__Problem description__
Pick out each line of the records below that contains the string "wheel", treating uppercase and lowercase as different, and copy those lines.

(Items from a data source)

+-------+

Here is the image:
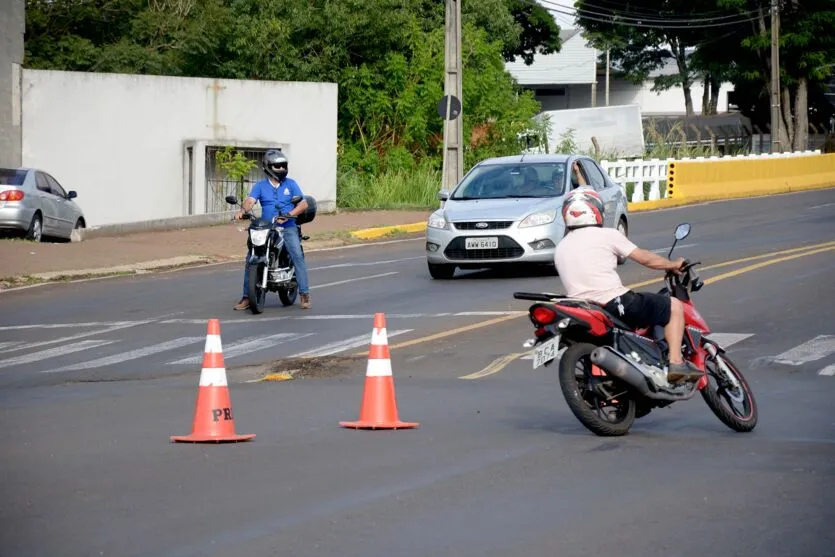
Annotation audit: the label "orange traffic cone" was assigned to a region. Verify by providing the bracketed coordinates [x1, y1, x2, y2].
[339, 313, 420, 429]
[171, 319, 255, 443]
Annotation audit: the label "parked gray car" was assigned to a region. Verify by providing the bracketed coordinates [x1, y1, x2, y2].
[426, 154, 629, 279]
[0, 168, 87, 242]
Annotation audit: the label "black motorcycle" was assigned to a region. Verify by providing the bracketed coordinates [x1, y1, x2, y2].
[226, 195, 316, 314]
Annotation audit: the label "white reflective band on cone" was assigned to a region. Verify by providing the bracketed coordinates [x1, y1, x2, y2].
[200, 368, 227, 387]
[365, 359, 391, 377]
[203, 335, 223, 354]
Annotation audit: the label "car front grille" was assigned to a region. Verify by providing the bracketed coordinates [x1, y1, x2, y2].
[452, 220, 513, 230]
[444, 236, 525, 261]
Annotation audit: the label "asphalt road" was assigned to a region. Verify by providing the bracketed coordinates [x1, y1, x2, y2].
[0, 190, 835, 557]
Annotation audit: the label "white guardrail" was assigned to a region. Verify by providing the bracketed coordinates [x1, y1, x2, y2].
[600, 149, 820, 203]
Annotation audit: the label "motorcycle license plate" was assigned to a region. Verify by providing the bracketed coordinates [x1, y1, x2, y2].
[533, 335, 560, 369]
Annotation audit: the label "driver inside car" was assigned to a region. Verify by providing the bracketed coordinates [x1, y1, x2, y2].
[554, 187, 703, 383]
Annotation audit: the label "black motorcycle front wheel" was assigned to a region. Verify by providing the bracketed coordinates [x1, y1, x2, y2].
[559, 343, 636, 437]
[249, 263, 267, 314]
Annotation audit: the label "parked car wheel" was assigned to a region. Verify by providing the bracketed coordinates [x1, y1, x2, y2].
[26, 213, 43, 242]
[429, 263, 455, 280]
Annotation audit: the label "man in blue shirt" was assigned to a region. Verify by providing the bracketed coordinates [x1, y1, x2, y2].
[235, 149, 310, 310]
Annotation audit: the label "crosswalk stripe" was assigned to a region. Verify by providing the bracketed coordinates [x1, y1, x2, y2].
[167, 333, 315, 366]
[818, 364, 835, 377]
[3, 320, 153, 352]
[772, 335, 835, 366]
[0, 340, 118, 368]
[290, 329, 414, 358]
[41, 337, 206, 373]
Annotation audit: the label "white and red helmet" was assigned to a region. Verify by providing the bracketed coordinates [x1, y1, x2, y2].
[562, 187, 603, 230]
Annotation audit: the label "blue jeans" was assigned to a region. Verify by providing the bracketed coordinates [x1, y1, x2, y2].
[244, 226, 310, 298]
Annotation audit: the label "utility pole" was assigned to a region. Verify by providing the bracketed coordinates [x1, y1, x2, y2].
[441, 0, 464, 191]
[771, 0, 782, 153]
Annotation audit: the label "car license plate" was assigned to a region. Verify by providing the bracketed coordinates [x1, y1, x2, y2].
[464, 236, 499, 249]
[533, 335, 560, 369]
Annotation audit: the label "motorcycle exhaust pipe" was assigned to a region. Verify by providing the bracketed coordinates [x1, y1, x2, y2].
[591, 346, 684, 401]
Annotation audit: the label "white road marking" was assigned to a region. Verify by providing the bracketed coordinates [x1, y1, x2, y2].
[290, 329, 414, 358]
[167, 333, 315, 365]
[0, 340, 118, 368]
[3, 319, 153, 352]
[818, 364, 835, 377]
[0, 340, 23, 352]
[41, 337, 206, 373]
[772, 335, 835, 366]
[707, 333, 754, 348]
[308, 256, 425, 271]
[310, 271, 397, 290]
[0, 321, 140, 331]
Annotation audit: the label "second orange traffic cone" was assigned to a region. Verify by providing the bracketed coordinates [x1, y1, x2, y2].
[339, 313, 420, 429]
[171, 319, 255, 443]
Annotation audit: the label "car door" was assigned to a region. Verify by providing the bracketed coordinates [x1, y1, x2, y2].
[580, 158, 618, 227]
[35, 172, 61, 236]
[44, 173, 76, 238]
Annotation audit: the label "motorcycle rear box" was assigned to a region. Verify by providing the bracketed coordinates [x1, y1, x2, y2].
[296, 195, 317, 224]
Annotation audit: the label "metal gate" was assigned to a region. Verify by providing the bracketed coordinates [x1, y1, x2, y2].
[206, 146, 267, 213]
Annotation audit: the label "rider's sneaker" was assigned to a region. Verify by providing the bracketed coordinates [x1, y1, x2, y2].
[667, 362, 703, 383]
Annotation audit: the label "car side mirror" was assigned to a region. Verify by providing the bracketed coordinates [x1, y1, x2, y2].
[676, 222, 690, 242]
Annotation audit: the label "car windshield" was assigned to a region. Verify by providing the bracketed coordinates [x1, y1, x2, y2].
[451, 162, 565, 199]
[0, 168, 26, 186]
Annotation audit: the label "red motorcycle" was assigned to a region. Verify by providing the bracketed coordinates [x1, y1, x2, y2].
[513, 223, 757, 436]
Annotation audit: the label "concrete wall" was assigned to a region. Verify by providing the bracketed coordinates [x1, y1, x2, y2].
[23, 69, 337, 226]
[0, 0, 26, 167]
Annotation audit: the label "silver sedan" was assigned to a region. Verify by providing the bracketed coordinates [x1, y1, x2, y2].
[426, 154, 629, 279]
[0, 168, 87, 242]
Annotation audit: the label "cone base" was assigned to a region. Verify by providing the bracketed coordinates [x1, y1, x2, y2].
[339, 421, 420, 429]
[171, 433, 255, 443]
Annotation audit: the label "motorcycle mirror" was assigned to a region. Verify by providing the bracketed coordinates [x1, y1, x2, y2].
[676, 222, 690, 241]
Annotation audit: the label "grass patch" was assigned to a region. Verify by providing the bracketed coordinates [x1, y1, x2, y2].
[336, 168, 441, 210]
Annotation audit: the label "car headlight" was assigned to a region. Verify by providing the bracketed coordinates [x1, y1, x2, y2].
[519, 209, 557, 228]
[427, 213, 449, 230]
[249, 228, 270, 246]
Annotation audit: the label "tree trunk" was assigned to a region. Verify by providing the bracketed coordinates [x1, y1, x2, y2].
[792, 77, 809, 151]
[710, 75, 722, 114]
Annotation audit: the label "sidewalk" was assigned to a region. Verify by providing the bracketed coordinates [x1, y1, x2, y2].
[0, 210, 431, 288]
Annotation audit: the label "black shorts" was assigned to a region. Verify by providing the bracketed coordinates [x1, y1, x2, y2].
[604, 290, 670, 329]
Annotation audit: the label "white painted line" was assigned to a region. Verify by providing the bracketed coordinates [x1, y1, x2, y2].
[772, 335, 835, 366]
[308, 256, 425, 271]
[310, 271, 397, 290]
[3, 319, 153, 352]
[818, 364, 835, 377]
[707, 333, 754, 349]
[290, 329, 414, 358]
[41, 337, 205, 373]
[0, 340, 118, 368]
[167, 333, 315, 365]
[0, 321, 140, 331]
[0, 340, 23, 352]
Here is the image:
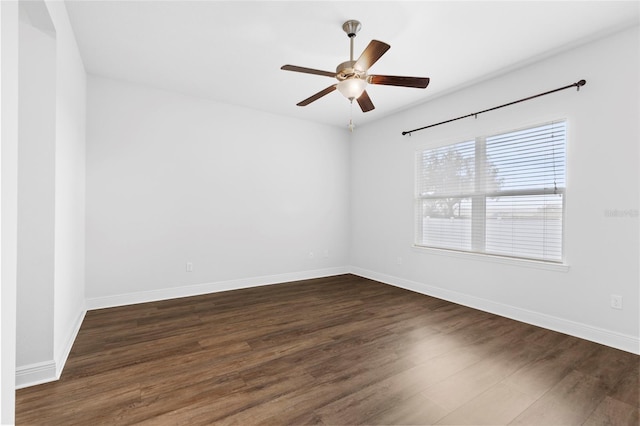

+-------+

__Task output__
Annotation audit: the label "black motorcycle front wheel" was assigned to a region. Verify by providing the bracketed coordinates [x1, y1, x2, y2].
Annotation audit: the label "parked car wheel" was assigned to a region. Verify by providing the bracketed coordinates [x1, y1, x2, y2].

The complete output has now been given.